SUPPLIED PASSAGE>
-------------------------
The revenue which the great body of the people derives from land is in proportion, not to the rent, but to the produce of the land. The whole annual produce of the land of every country, if we except what is reserved for seed, is either annually consumed by the great body of the people, or exchanged for something else that is consumed by them. Whatever keeps down the produce of the land below what it would otherwise rise to keeps down the revenue of the great body of the people still more than it does that of the proprietors of land. The rent of land, that portion of the produce which belongs to the proprietors, is scarce anywhere in Great Britain supposed to be more than a third part of the whole produce. If the land which in one state of cultivation affords a rent of ten millions sterling a year would in another afford a rent of twenty millions, the rent being, in both cases, supposed a third part of the produce, the revenue of the proprietors would be less than it otherwise might be by ten millions a year only; but the revenue of the great body of the people would be less than it otherwise might be by thirty millions a year, deducting only what would be necessary for seed. The population of the country would be less by the number of people which thirty millions a year, deducting always the seed, could maintain according to the particular mode of living and expense which might take place in the different ranks of men among whom the remainder was distributed.
Though there is not at present, in Europe, any civilised state of any kind which derives the greater part of its public revenue from the rent of lands which are the property of the state, yet in all the great monarchies of Europe there are still many large tracts of land which belong to the crown. They are generally forest; and sometimes forest where, after travelling several miles, you will scarce find a single tree; a mere waste and loss of country in respect both of produce and population. In every great monarchy of Europe the sale of the crown lands would produce a very large sum of money, which, if applied to the payment of the public debts, would deliver from mortgage a much greater revenue than any which those lands have ever afforded to the crown. In countries where lands, improved and cultivated very highly, and yielding at the time of sale as great a rent as can easily be got from them, commonly sell at thirty years' purchase, the unimproved, uncultivated, and low-rented crown lands might well be expected to sell at forty, fifty, or sixty years' purchase. The crown might immediately enjoy the revenue which this great price would redeem from mortgage. In the course of a few years it would probably enjoy another revenue. When the crown lands had become private property, they would, in the course of a few years, become well improved and well cultivated. The increase of their produce would increase the population of the country by augmenting the revenue and consumption of the people. But the revenue which the crown derives from the duties of customs and excise would necessarily increase with the revenue and consumption of the people.
The revenue which, in any civilised monarchy, the crown derives from the crown lands, though it appears to cost nothing to individuals, in reality costs more to the society than perhaps any other equal revenue which the crown enjoys. It would, in all cases, be for the interest of the society to replace this revenue to the crown by some other equal revenue, and to divide the lands among the people, which could not well be done better, perhaps, than by exposing them to public sale.
Lands for the purposes of pleasure and magnificence - parks, gardens, public walks, etc., possessions which are everywhere considered as causes of expense, not as sources of revenue - seem to be the only lands which, in a great and civilised monarchy, ought to belong to the crown.
Public stock and public lands, therefore, the two sources of revenue which may peculiarly belong to the sovereign or commonwealth, being both improper and insufficient funds for defraying the necessary expense of any great and civilised state, it remains that this expense must, the greater part of it, be defrayed by taxes of one kind or another; the people contributing a part of their own private revenue in order to make up a public revenue to the sovereign or commonwealth.
-------------------------
DATA LINES>
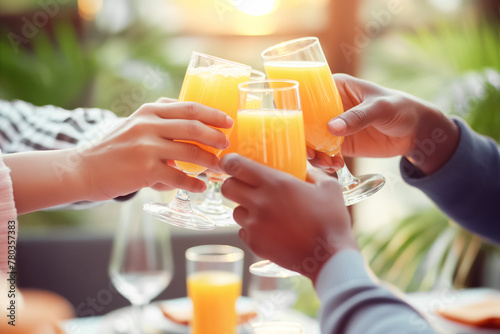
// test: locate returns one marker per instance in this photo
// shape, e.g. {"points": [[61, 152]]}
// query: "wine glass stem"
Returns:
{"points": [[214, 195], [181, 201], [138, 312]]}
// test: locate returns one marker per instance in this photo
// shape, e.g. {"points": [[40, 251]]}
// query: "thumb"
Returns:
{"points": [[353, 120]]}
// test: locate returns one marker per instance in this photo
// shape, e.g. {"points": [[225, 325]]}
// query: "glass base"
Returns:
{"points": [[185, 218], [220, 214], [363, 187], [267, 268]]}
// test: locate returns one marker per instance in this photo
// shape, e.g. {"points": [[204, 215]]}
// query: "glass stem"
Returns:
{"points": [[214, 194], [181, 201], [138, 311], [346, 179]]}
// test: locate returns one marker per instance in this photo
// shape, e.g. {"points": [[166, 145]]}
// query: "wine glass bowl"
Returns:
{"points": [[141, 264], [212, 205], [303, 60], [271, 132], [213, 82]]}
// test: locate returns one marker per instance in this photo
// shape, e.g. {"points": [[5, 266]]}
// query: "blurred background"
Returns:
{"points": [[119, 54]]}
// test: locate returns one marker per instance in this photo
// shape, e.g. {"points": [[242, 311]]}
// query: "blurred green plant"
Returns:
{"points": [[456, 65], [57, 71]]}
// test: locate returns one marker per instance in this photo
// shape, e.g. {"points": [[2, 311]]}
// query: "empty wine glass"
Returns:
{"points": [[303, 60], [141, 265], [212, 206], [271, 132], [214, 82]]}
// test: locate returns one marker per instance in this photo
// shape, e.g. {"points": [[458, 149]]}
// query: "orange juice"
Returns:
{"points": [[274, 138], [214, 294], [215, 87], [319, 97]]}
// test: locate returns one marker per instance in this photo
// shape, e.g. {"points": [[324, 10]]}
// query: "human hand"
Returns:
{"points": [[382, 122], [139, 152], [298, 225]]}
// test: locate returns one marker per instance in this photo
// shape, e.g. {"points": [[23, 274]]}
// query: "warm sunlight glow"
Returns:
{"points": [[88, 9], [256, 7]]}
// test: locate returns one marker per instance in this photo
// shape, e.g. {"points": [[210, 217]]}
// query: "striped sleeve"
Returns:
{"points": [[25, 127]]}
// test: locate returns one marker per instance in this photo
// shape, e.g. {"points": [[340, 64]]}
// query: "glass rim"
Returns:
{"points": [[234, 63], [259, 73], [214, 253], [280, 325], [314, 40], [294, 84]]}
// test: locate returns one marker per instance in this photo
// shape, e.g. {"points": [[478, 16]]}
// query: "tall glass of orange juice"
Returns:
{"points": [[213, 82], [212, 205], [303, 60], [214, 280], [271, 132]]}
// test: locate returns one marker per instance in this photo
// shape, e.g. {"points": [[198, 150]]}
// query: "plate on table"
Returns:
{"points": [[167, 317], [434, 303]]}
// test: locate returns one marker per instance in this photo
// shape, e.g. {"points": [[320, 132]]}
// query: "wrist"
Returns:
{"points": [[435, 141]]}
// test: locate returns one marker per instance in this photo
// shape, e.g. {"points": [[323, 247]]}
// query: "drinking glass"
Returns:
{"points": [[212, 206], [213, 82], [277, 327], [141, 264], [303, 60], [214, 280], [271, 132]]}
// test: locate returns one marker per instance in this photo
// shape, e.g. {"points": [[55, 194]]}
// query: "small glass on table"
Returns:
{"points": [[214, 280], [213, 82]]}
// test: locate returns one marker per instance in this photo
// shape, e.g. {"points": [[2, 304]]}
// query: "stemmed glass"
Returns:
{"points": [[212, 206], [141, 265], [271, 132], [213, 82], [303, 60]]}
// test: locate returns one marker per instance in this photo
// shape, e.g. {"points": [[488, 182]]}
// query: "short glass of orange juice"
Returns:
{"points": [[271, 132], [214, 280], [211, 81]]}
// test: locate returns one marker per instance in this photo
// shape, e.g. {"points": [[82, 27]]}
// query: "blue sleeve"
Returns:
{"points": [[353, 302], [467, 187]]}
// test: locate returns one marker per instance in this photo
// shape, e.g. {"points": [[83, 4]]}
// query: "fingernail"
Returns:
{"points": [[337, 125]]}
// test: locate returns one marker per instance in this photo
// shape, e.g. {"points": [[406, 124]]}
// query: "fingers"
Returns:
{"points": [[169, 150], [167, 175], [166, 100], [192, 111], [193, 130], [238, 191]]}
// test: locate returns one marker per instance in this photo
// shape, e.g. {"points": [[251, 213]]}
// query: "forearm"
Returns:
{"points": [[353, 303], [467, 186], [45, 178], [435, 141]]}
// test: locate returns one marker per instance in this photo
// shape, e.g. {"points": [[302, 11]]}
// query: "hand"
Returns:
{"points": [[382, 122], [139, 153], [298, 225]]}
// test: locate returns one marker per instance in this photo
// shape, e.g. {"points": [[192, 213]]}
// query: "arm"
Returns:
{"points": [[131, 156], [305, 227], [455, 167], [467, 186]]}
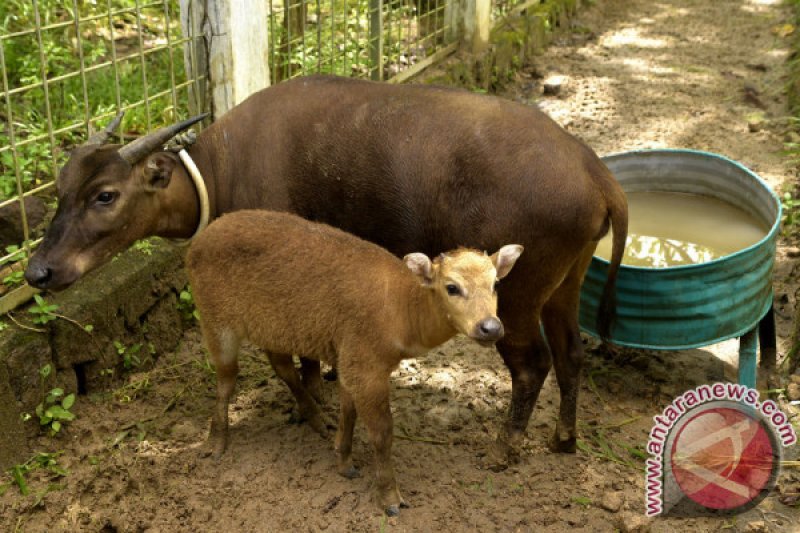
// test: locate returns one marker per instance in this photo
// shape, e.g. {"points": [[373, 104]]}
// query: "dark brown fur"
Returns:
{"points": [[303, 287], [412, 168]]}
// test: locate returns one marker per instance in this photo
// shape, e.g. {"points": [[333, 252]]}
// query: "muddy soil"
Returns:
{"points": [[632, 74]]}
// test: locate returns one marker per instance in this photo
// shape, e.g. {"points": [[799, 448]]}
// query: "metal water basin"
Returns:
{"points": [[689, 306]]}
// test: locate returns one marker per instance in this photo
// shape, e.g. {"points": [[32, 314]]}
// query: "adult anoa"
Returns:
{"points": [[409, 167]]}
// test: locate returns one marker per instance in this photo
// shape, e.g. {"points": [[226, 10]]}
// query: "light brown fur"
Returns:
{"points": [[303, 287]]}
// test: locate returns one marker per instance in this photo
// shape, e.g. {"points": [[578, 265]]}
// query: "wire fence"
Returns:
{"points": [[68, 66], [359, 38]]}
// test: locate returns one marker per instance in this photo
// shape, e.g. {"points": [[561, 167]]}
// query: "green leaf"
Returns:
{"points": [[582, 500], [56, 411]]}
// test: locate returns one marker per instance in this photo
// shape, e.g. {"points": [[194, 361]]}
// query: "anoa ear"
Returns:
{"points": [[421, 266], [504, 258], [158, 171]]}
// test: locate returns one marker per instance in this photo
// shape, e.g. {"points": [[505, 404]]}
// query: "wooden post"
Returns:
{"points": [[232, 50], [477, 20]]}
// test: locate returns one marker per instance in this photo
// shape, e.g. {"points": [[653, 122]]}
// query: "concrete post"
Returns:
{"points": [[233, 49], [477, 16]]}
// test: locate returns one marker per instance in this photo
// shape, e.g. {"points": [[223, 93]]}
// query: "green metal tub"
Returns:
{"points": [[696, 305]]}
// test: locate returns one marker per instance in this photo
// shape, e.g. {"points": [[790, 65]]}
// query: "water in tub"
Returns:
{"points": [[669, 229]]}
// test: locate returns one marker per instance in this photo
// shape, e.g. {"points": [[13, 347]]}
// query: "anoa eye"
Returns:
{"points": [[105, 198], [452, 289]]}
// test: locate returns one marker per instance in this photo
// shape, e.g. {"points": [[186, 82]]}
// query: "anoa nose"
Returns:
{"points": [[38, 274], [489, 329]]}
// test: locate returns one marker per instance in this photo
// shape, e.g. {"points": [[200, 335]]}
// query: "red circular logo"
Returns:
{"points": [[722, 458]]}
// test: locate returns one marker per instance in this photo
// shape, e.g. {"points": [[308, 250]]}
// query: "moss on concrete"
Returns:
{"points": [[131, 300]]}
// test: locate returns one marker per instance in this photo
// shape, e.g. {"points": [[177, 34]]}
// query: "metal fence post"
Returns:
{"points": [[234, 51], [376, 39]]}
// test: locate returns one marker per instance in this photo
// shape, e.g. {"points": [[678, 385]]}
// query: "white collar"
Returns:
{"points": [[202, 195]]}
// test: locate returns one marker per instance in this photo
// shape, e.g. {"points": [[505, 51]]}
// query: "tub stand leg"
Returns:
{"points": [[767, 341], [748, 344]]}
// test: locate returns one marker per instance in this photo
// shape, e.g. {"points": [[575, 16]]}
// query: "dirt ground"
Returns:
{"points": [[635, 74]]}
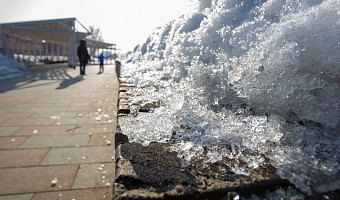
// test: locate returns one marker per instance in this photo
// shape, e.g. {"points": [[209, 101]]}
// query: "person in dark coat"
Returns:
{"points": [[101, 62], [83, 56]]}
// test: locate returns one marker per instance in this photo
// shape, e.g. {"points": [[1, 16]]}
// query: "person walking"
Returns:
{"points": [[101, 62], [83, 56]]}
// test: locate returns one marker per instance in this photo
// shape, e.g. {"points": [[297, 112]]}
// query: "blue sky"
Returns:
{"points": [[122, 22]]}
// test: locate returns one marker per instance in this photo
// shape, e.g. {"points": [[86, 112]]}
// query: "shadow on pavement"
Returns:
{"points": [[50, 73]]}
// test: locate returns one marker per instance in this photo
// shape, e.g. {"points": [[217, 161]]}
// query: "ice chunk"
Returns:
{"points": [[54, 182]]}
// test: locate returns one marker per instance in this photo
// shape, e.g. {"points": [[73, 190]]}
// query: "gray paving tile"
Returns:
-------------------------
WHAT NEEDS TO BE DONE>
Answer these questions from the passage on crown lands, marking each answer with the same letter.
(a) What share of the whole produce is the rent of land in Great Britain scarce anywhere supposed to exceed?
(b) At how many years' purchase do highly improved and cultivated lands commonly sell?
(c) What lands seem to be the only ones that ought to belong to the crown in a great and civilised monarchy?
The listing comes from a separate source.

OUTPUT BELOW>
(a) A third part of the whole produce.
(b) Thirty years' purchase.
(c) Lands for the purposes of pleasure and magnificence, such as parks, gardens and public walks.